THE TASK >>
Copy out the data word for word, without any of its pictures.
━━ DATA FOR THIS TASK
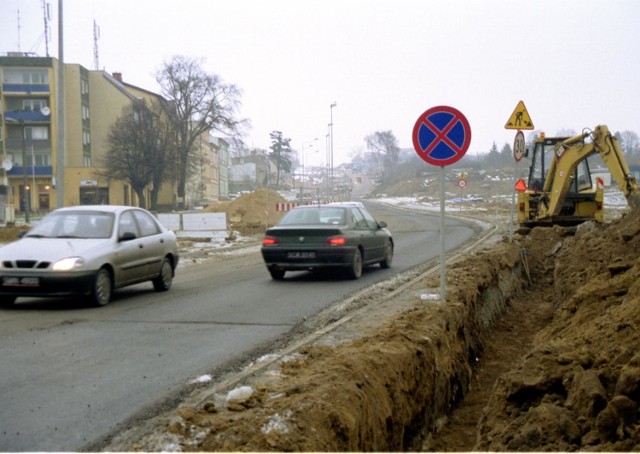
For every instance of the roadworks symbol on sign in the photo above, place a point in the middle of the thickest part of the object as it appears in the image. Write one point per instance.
(520, 118)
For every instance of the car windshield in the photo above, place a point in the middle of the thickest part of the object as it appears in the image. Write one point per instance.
(74, 224)
(315, 216)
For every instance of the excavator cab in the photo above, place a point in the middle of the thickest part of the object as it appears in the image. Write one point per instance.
(543, 154)
(560, 189)
(578, 202)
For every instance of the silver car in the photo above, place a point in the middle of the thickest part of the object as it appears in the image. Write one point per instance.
(88, 251)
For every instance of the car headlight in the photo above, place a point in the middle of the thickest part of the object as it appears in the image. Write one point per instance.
(68, 264)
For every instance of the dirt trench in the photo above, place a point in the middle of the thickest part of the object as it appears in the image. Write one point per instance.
(535, 349)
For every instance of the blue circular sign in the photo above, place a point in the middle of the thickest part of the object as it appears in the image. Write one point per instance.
(441, 136)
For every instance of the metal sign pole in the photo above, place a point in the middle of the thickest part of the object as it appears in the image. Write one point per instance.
(442, 246)
(513, 200)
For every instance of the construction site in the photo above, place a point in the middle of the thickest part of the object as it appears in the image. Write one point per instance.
(534, 349)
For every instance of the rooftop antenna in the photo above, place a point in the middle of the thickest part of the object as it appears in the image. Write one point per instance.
(18, 30)
(46, 10)
(96, 36)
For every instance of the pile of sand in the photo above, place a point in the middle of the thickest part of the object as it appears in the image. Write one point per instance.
(250, 213)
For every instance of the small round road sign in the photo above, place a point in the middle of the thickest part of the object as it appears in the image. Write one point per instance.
(518, 146)
(441, 135)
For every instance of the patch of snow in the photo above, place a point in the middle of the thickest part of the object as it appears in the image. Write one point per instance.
(240, 394)
(203, 379)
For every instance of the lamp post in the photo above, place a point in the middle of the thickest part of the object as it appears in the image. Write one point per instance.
(334, 104)
(302, 162)
(25, 184)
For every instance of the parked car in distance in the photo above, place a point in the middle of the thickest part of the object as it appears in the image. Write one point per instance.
(88, 251)
(337, 235)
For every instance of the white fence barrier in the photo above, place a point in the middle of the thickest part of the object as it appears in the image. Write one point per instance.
(196, 225)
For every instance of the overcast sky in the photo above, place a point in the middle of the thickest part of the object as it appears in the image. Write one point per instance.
(574, 63)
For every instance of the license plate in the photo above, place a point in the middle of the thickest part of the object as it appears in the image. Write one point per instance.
(301, 255)
(20, 281)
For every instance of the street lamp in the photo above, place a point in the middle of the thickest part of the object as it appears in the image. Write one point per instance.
(26, 191)
(334, 104)
(302, 162)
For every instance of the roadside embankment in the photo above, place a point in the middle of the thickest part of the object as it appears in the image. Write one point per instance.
(397, 378)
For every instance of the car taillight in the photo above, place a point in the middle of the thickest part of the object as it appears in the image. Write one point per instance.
(269, 241)
(337, 241)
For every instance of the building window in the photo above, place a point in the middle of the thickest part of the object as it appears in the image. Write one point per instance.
(35, 77)
(36, 133)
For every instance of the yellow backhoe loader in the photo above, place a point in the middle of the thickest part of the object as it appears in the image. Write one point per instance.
(561, 190)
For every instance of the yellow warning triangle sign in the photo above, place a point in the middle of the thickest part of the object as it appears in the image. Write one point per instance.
(520, 118)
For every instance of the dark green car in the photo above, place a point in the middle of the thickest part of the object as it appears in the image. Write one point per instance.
(337, 235)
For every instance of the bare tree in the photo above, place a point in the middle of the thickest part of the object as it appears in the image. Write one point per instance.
(280, 153)
(139, 149)
(201, 102)
(384, 146)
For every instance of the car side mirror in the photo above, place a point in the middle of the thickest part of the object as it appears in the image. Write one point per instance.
(127, 236)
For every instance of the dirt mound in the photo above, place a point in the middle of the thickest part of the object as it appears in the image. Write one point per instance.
(250, 213)
(579, 387)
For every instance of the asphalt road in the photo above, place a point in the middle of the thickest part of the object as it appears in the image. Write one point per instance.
(70, 374)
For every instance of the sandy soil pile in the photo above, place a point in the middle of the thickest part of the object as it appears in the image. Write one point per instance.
(579, 386)
(249, 213)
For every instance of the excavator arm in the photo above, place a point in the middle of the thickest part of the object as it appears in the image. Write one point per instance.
(571, 152)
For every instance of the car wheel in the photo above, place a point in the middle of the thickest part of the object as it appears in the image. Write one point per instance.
(277, 273)
(388, 256)
(7, 301)
(355, 269)
(102, 288)
(162, 283)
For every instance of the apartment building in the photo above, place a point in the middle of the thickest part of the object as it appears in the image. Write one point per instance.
(93, 100)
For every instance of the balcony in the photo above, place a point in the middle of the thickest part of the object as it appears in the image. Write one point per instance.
(38, 171)
(26, 116)
(15, 145)
(25, 88)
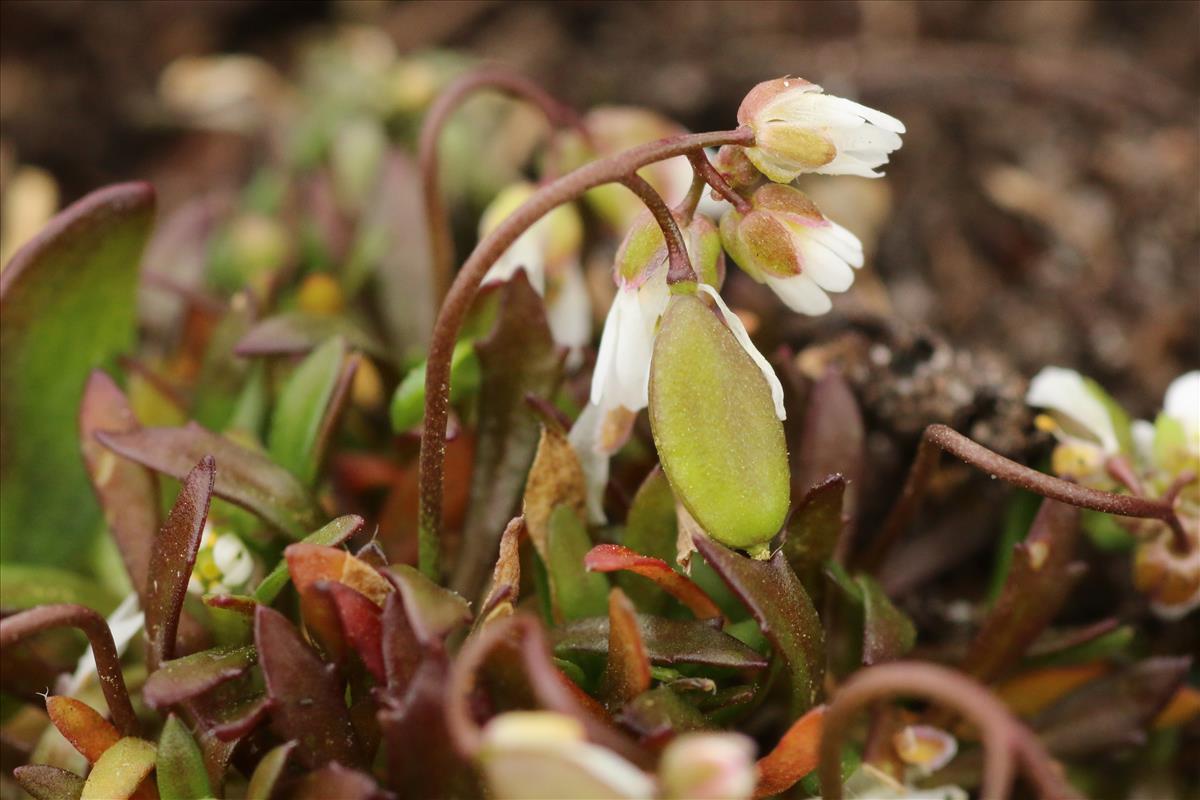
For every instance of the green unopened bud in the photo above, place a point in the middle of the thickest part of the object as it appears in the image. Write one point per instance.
━━━━
EXERCISE ANSWER >>
For every instance of the roadworks symbol on sign in the photo above, place a point in the middle of the thickest part of the object as it appears in the image. Write one point per instance.
(520, 118)
For every instance of the car windshield in the photo above, place a point in the middle of the thickest part of the object as it appears in the image. Write one point per instance.
(74, 224)
(315, 216)
For every instance of the excavator cab in the photo above, place a point in the middle of the thickest part of the object as it appears in the image. Write one point per instance.
(543, 154)
(560, 189)
(578, 202)
For every instance of the silver car in the photo above, place a point in the middle of the thickest part of the object as it appears in the image. Write one point per instance.
(88, 251)
For every instance of the car headlight in the photo above, place a point in the middle of the thickest part of the object as it appears in the image. Write one point per instance.
(68, 264)
For every instance of the dirt trench in the photo above, place a point in the middle of the thickest part of the object as it appears in the image. Write one point per instance.
(535, 349)
For every instance of the blue circular sign in the photo above, place a point in the middle of the thickest part of the object as it appears in the image. Write one point per instance.
(441, 136)
For every instance of the metal sign pole in the photo above, place a point in the middle of the thickest part of the object as it appears in the image. Write one point per instance.
(442, 246)
(513, 200)
For every instance of the construction site in the photo above, place a point in the middle of the thickest part of the object as it appears in the image. Write one point per instance.
(534, 349)
For every instance of the rooftop antenna in the photo above, place a point in the middle of the thickest part of the object as it appears in the image. Write one point per instance.
(18, 30)
(46, 10)
(96, 36)
For every instance of the pile of sand in the photo above, place a point in the middle of the thickest part of the object as it appears in the image. Write one point per instance.
(250, 213)
For every instance of the small round road sign in the photo above, place a point in the middle of the thickest part of the object as it appears in the image. Write one point per instance.
(518, 146)
(441, 135)
For every instance of the patch of snow in the photo above, place a point in the middle of the thickest part of the object as it appears in the image. Write one point per instance.
(240, 394)
(203, 379)
For every instance of the lamp post in the photo above, place a point in the middle of the thickest part of the object as it appears in the image. Write one point per instance.
(334, 104)
(302, 162)
(25, 184)
For every instance of the parked car in distance in the photo above, place a point in the middle of the thickest part of the object as it appears in the image. Write one point per instance.
(88, 251)
(337, 235)
For every instance of the white fence barrier in the photo above, place a point in the middle of the thickest part of the object as it appears in the image. Write one point per instance.
(196, 225)
For every instance of the overcast sky in the photo above, place a point in the middle of the thickest part of the object as it appears in the image. Write one point per instance.
(574, 63)
For every instance of the license plate in the photo above, place a point in the middle of the thickest part of the object as it appears in the image. Write one point per instance.
(301, 255)
(20, 281)
For every instance of the street lamp in the photo above, place a point in the middle of the thickest part of the object as it appears in the image. Write one point per instance.
(26, 191)
(334, 104)
(302, 162)
For every instance of the roadside embankment in the photo above, place a point in the middle of the thickest part of the object as it appears in the image. Write one point per instance.
(397, 378)
For every instance of the car taillight in the photo above, place a point in the middle of the thickest part of the object as it appears in the image. Write one point per instance.
(269, 241)
(337, 241)
For every instance of the building window in the photo above, place a point in the middle of the thickest part of the object as it appears in the image. Write one point per instance.
(35, 77)
(36, 133)
For every instance of the yellow backhoe loader in the photo above, place a point in the middle of the thickest part of the object as it appears in the image. Write one point per instance.
(561, 190)
For every instance of the yellow warning triangle sign in the photo above, place a point in the middle of the thickest part of the object as it appears in the image. Write one point per instance.
(520, 118)
For every instance of the dark green car in the photo above, place a point in the middle of the thickest part of the object as it appears in the image. Write one point per instance.
(337, 235)
For every instance of the bare tree in the photo above, place a point in the middle of the thickest part of the object as it appears in the image. Write one point per instance.
(280, 153)
(139, 149)
(201, 102)
(384, 146)
For every instance of the car side mirror in the photo above, place a point in the middle of the thickest part of the object as it appears in the image. Write one point per instance.
(127, 236)
For every instance of the dirt mound in the photo above, place a point in the middle of the thickest part of the object as it appears in the image. Write one point per instance.
(250, 213)
(579, 387)
For every instance of the asphalt road in the photo above, place a point in the middle of the thickest part of the object as it appears in the image. Write one point per instance.
(70, 374)
For every instance of the sandy soil pile in the photo above, place a point in the middle of the thickest part of the object as it appears in the image. Write one point per instance.
(579, 386)
(249, 213)
For every instance of the excavator arm in the photo above, place a point in the middle of the thickest part of the object as it appears in the image. Write one point per instance.
(571, 152)
For every instance of the car wheel in the photo above, place a point in the middle of the thickest part of the object as it appears in the image. Write one point per instance.
(277, 273)
(388, 256)
(7, 301)
(355, 269)
(102, 288)
(162, 283)
For every instance of the apartment building in the photo above, place a point in the middle of the thickest part of the object as it appears in the image. Write one point per instance.
(93, 100)
For every instance of the balcony in the photo above, place a point in the middle of the thickest part of the object as it appears in the image. Write one point per instance.
(38, 171)
(26, 116)
(15, 145)
(25, 88)
For every instance of the green unopened bud in the photo above, place a point in the middle of the thickest part of the object as it appears in the image. Write one point per instance.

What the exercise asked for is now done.